PROBLEM TO SOLVE: Reproduce exactly the lines from the line containing "Task: tag the clear" through the end of the records below, including both ends, and nothing else.
--- Begin DATA EXTRACT ---
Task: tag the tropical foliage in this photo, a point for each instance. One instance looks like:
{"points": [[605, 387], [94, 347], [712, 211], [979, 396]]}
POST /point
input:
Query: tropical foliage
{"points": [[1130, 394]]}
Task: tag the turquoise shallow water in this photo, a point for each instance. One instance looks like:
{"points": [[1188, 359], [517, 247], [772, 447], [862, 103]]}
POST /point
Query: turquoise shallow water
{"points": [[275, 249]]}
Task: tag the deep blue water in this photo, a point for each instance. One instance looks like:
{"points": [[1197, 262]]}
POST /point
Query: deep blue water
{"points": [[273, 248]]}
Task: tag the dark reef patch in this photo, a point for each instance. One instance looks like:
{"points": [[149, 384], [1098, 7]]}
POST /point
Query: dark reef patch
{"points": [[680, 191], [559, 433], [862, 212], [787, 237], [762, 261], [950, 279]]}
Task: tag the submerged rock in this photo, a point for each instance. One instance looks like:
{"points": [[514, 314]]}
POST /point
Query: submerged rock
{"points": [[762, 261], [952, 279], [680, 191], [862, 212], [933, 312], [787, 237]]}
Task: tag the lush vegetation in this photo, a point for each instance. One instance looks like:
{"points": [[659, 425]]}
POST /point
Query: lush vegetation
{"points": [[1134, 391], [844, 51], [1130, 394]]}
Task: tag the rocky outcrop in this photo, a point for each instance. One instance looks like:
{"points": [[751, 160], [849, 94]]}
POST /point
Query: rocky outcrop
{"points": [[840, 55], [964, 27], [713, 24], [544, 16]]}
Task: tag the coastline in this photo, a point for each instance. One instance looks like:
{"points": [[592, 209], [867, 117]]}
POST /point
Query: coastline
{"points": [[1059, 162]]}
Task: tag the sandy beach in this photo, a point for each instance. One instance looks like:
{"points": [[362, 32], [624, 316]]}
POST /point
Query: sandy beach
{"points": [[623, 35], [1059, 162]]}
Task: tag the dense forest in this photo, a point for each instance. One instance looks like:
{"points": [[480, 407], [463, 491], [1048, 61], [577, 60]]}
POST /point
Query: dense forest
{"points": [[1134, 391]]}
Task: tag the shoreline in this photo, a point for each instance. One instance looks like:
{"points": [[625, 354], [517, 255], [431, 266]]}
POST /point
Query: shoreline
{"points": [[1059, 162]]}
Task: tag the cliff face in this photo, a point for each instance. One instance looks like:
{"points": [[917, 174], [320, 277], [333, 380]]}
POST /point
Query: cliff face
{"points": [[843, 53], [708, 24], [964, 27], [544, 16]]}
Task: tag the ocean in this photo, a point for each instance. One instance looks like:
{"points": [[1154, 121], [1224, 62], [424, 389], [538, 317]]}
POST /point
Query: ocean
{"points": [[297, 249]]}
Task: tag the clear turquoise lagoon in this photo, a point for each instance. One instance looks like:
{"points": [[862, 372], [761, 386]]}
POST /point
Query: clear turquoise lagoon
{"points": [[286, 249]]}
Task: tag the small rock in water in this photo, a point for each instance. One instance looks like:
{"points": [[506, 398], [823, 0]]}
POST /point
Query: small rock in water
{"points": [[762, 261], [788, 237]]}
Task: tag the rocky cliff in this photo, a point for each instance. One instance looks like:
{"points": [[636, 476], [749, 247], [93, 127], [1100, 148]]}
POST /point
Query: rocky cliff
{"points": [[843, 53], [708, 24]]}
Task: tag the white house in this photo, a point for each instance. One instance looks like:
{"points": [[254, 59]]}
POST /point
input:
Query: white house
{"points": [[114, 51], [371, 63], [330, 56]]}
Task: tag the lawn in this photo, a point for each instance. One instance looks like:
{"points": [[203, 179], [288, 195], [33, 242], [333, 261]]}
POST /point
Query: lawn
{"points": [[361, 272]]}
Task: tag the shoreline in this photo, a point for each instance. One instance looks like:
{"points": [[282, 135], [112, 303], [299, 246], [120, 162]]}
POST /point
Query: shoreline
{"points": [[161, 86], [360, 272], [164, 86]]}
--- End DATA EXTRACT ---
EXERCISE OUTPUT:
Task: tag the clear turquoise lagoon in this photo, a point for each instance. One instance looks like:
{"points": [[862, 372], [761, 386]]}
POST /point
Query: clear turquoise lagoon
{"points": [[286, 249]]}
Task: tag the small rock in water in this photo, a point for each instance. One instance looks like:
{"points": [[506, 398], [823, 0]]}
POST /point
Query: small rock in water
{"points": [[762, 261], [788, 237]]}
Task: tag the rocky cliff in this photo, a point for each instance. One instance looks like:
{"points": [[636, 476], [749, 247], [93, 127], [1100, 148]]}
POST /point
Query: rocky cliff
{"points": [[843, 53], [708, 24]]}
Task: tag the white house in this photo, a point for each instance. One instance looks like:
{"points": [[254, 59]]}
POST /point
input:
Query: white house
{"points": [[114, 51], [371, 63], [330, 56]]}
Task: tag the lawn in this photo, a point for each instance. One instance looks like:
{"points": [[203, 179], [288, 195], [33, 242], [333, 261]]}
POST /point
Query: lawn
{"points": [[361, 272]]}
Task: tag the shoreline in this photo, a point for each instance. One instance looks like:
{"points": [[282, 135], [112, 303], [299, 246], [120, 162]]}
POST /point
Query: shoreline
{"points": [[161, 86], [360, 272], [164, 86]]}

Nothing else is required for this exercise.